Please copy the passage of the animated mailbox thread from "## beelce (Jul" to "a terrific addition." word for word.

** start Source extract **

# Animated Mailbox



## Lotus (Nov 12, 2004)

I found a mailbox in my basement and decided to make it animated, the entire build cost me $10.00 and took me about 1 hour to make.

Before Paint Job









After Paint Job









Video
Mailbox :: Mailbox Prop 01 remix by LotusMA - Photobucket


----------



## EMU (Dec 4, 2007)

looks great lotus, 


except for that paint job
Haha j/k


----------



## Draik41895 (Oct 25, 2008)

Here's the mail, it never fails.
It makes me want to wag my tail.
When it comes I want to wail - Mail!

coolness !


----------



## Scary Godmother (Oct 13, 2007)

Cool! I'd love to see the reaction to people walking past that on Halloween! What are you using to make it open and jump around like that?


----------



## HauntCast (Jul 25, 2008)

Lotus, 
Great work. I want to make one of these with a hand or rat popping out.


----------



## Lotus (Nov 12, 2004)

Scary Godmother said:


> Cool! I'd love to see the reaction to people walking past that on Halloween! What are you using to make it open and jump around like that?


just using one air cylinder to make it open. The door is a bit bigger then the main part of the mail box so when it moves it causes the mailbox to jump. Was going to make a how to but haven't yet


----------



## Lotus (Nov 12, 2004)

djchrisb said:


> Lotus,
> Great work. I want to make one of these with a hand or rat popping out.


I made one of those for my friend last year, it really easy to do


----------



## pyro (Oct 7, 2006)

looks good joe- you going to have it on a sensor


----------



## Lotus (Nov 12, 2004)

yup


----------



## scareme (Aug 29, 2006)

Wow, what alot of bang for the buck With just an hour's time and something you found in the basement. It must be nice to have talent. I'm jealous.


----------



## Moon Dog (Oct 3, 2006)

I'd hate to be your mailman on Halloween!


----------



## Lotus (Nov 12, 2004)

My mail man hates me already


----------



## DarkShadows (Feb 6, 2006)

nice work man!


----------



## Ghoul Friday (Oct 6, 2007)

Draik41895 said:


> Here's the mail, it never fails.
> It makes me want to wag my tail.
> When it comes I want to wail - Mail!


Glad to see I'm not the only one that thinks of Blue's clues when I see mail 

That is one aggressive mailbox.


----------



## Lotus (Nov 12, 2004)

Almost done my next prop too just need to wire the leds and pneumatics


----------



## Fezzek (Feb 16, 2009)

Hmmm...very cool; anyone else think it needs some vicious teeth just inside the lid??


----------



## Sickie Ickie (Jun 20, 2006)

When I saw it, the door immediately reminded me of a mouth.


----------



## beelce (Jul 21, 2007)

Very nice Lotus....


----------



## RoxyBlue (Oct 6, 2008)

That is one funny prop - simple yet effective.

I agree with Fezzek - teeth would be a terrific addition.


----------



## Ghostess (Aug 21, 2005)

That's an excellent startle!


----------

** end Source extract **
** start Data records **

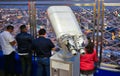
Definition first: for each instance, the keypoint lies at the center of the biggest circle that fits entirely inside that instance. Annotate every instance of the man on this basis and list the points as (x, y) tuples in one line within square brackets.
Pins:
[(43, 47), (8, 42), (24, 41)]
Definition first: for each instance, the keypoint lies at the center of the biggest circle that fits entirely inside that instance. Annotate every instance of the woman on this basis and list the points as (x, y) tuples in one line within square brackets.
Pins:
[(87, 61)]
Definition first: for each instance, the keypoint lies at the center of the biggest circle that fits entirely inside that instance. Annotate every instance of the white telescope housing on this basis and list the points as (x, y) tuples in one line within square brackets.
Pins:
[(67, 29), (70, 38), (63, 21)]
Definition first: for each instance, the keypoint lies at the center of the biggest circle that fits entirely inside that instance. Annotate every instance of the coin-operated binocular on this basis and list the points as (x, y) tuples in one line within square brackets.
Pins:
[(70, 38)]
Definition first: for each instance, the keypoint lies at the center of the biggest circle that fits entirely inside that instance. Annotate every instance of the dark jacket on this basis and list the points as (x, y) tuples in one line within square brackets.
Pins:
[(24, 41)]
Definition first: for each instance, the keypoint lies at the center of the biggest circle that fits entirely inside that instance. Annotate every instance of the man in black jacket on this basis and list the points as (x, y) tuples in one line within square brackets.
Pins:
[(43, 47), (24, 41)]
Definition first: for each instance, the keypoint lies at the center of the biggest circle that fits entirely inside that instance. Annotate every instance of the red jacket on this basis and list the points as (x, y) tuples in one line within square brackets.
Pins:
[(87, 61)]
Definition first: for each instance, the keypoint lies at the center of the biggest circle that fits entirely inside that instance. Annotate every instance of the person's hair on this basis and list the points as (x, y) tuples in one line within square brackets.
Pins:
[(22, 27), (42, 32), (90, 47), (10, 27)]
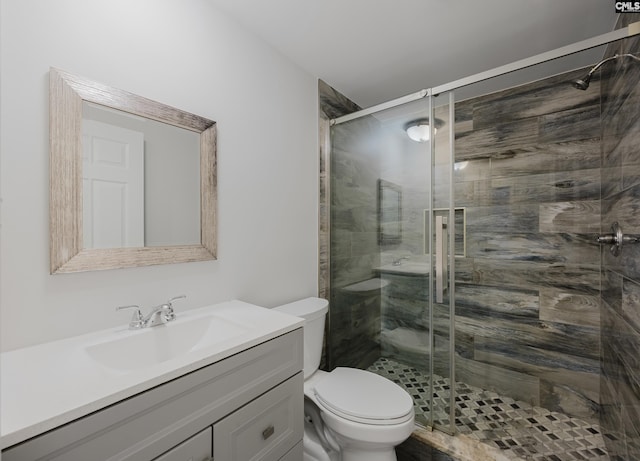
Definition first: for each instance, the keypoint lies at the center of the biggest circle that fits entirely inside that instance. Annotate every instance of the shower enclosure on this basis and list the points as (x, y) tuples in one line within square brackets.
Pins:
[(464, 265)]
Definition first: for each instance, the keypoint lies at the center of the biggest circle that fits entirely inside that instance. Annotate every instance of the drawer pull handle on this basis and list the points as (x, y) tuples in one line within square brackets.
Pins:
[(268, 432)]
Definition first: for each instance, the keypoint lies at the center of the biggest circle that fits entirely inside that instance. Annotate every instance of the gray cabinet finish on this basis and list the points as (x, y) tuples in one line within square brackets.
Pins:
[(265, 429), (197, 448), (149, 424)]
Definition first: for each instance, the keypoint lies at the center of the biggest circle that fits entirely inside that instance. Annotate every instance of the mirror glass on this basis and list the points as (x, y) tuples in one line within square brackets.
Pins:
[(141, 181), (132, 181)]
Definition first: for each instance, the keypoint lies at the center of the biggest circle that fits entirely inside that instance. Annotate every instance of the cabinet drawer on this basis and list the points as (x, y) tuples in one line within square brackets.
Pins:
[(265, 429), (197, 448)]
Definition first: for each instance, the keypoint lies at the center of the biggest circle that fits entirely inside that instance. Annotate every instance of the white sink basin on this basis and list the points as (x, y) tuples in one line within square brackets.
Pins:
[(134, 350)]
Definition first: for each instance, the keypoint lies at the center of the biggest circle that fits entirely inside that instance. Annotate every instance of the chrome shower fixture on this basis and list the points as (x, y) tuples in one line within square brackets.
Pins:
[(583, 83)]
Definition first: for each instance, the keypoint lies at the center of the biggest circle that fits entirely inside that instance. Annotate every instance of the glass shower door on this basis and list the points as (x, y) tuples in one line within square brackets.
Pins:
[(444, 227)]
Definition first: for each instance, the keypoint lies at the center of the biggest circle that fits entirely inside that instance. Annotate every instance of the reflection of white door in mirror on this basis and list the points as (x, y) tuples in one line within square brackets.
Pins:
[(113, 186)]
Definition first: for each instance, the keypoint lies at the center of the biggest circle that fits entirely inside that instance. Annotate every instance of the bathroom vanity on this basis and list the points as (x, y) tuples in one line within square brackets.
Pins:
[(235, 398)]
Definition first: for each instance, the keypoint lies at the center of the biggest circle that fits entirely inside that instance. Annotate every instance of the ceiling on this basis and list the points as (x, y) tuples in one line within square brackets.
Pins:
[(377, 50)]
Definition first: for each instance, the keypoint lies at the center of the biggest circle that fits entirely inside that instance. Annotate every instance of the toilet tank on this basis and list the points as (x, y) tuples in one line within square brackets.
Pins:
[(313, 311)]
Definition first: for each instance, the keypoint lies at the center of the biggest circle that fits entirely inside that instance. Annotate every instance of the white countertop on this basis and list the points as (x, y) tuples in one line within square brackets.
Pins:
[(407, 268), (45, 386)]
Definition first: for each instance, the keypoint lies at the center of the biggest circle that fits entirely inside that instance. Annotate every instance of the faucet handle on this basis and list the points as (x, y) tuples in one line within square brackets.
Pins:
[(169, 315), (137, 321), (175, 298)]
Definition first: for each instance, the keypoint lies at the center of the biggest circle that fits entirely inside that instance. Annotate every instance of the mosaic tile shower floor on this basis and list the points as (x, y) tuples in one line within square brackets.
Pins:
[(518, 429)]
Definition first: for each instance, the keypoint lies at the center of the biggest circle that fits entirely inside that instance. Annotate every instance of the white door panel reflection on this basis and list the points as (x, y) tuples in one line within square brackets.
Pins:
[(113, 186)]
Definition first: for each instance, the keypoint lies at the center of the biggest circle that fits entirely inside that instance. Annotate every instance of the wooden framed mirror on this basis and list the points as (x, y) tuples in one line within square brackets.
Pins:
[(107, 243)]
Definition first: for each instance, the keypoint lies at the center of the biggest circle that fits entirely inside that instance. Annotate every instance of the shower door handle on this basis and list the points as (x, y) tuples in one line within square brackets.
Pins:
[(441, 258)]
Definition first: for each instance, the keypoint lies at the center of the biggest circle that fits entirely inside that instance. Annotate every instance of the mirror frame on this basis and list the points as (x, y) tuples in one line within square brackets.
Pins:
[(66, 95)]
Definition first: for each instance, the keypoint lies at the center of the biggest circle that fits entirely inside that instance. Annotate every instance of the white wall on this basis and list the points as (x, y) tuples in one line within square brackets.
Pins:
[(188, 55)]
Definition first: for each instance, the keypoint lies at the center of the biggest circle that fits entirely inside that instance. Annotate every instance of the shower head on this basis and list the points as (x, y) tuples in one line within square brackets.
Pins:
[(583, 83)]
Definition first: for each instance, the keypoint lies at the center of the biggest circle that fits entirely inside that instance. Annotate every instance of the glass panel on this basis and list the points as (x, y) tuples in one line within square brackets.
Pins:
[(528, 175), (380, 271), (444, 236)]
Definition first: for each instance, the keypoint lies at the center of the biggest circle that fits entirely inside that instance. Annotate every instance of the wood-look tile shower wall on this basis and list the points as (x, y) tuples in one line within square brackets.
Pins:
[(527, 293)]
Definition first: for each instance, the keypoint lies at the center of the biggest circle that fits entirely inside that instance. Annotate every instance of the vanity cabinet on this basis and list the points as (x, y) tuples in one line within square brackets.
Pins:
[(248, 406), (197, 448)]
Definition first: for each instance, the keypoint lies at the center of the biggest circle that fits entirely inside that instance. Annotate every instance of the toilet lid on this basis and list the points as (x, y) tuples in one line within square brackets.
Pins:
[(360, 394)]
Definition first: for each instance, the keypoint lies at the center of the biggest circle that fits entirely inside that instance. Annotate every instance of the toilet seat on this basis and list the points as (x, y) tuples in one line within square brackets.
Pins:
[(363, 397)]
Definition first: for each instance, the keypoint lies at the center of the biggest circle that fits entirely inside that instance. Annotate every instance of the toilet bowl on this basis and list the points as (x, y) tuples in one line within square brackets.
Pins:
[(363, 415)]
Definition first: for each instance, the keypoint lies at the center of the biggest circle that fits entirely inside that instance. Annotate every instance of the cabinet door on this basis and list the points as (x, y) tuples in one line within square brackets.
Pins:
[(197, 448), (265, 429)]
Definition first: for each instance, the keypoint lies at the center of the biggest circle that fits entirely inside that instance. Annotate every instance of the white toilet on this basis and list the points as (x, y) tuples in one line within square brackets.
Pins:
[(350, 414)]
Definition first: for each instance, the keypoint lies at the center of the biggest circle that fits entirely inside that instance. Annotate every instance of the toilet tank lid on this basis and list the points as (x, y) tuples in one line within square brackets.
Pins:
[(308, 308)]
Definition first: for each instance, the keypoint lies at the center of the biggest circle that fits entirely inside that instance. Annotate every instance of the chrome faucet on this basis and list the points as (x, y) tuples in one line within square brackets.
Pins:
[(159, 315)]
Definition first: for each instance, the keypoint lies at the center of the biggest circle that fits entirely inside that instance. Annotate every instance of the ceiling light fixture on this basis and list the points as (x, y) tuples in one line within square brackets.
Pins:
[(419, 130)]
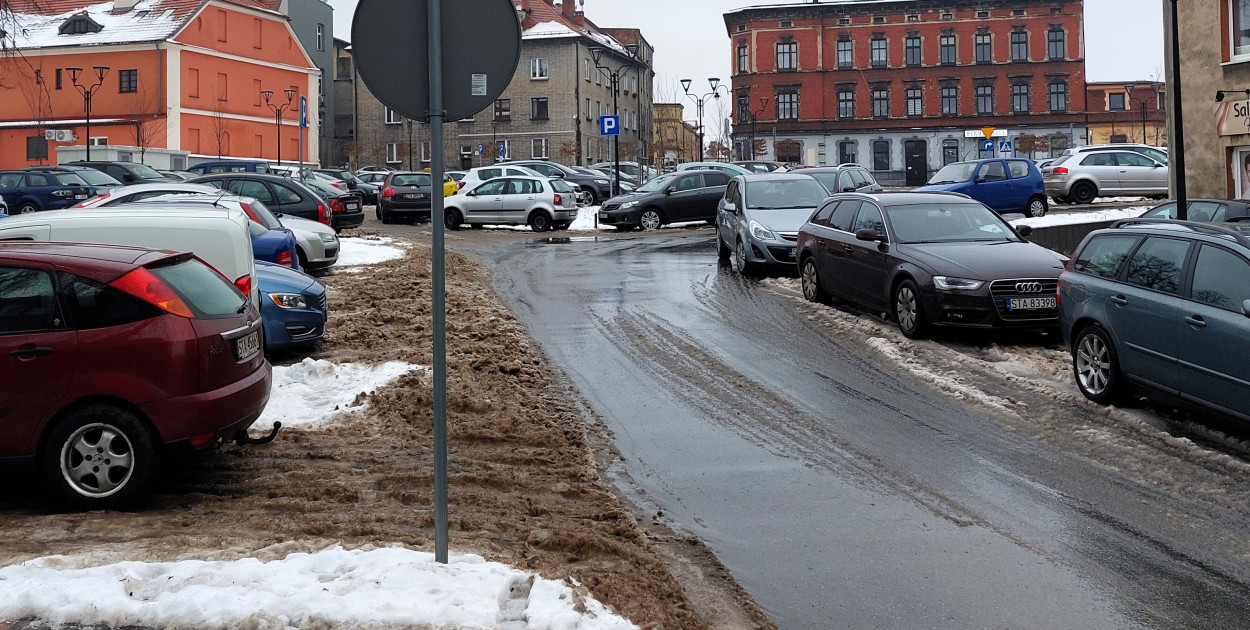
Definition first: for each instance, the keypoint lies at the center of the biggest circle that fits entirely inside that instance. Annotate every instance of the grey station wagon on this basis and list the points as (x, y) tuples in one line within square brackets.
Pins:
[(1164, 305)]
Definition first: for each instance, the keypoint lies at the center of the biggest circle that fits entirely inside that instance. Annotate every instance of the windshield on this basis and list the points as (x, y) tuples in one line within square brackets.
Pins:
[(144, 171), (784, 194), (948, 223), (955, 173), (656, 184)]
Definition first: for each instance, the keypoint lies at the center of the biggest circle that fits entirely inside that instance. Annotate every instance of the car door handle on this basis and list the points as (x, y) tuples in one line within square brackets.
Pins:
[(30, 351)]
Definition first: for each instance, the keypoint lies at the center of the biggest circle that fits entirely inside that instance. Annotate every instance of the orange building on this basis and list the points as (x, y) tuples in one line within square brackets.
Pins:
[(176, 74)]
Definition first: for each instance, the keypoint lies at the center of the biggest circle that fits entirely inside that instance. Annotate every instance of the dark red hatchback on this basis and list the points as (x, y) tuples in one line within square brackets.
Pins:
[(114, 355)]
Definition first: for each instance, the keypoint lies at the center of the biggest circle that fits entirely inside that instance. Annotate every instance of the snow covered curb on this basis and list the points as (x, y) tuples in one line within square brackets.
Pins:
[(313, 393), (375, 589)]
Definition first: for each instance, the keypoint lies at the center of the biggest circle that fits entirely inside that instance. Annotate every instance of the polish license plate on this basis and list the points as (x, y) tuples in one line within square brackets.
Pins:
[(246, 345), (1030, 303)]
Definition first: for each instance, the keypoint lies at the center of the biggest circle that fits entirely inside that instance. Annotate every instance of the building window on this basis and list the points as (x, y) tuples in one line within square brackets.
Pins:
[(880, 155), (880, 103), (1058, 96), (128, 80), (845, 55), (1020, 99), (846, 103), (1055, 48), (950, 100), (879, 53), (788, 106), (946, 49), (538, 69), (788, 55), (1020, 45), (911, 50), (985, 99), (915, 101), (984, 50), (539, 109)]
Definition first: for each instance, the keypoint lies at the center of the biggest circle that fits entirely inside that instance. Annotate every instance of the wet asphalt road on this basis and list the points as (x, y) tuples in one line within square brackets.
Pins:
[(838, 490)]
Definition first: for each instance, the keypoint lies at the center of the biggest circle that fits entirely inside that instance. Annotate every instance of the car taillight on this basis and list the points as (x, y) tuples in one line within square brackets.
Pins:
[(153, 290)]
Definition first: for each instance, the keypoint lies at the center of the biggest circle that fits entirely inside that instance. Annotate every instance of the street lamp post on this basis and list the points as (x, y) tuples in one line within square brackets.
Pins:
[(278, 115), (715, 93), (88, 90), (596, 54)]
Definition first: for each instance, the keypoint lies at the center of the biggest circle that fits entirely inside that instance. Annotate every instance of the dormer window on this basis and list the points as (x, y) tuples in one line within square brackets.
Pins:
[(79, 24)]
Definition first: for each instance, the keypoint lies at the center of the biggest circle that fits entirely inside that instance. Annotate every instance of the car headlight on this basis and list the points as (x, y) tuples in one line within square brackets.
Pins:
[(289, 300), (760, 233), (956, 284)]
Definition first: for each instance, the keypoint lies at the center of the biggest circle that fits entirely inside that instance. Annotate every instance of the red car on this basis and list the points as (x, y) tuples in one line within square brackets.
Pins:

** end Data records **

_Result_
## beelce (Jul 21, 2007)

Very nice Lotus....


----------



## RoxyBlue (Oct 6, 2008)

That is one funny prop - simple yet effective.

I agree with Fezzek - teeth would be a terrific addition.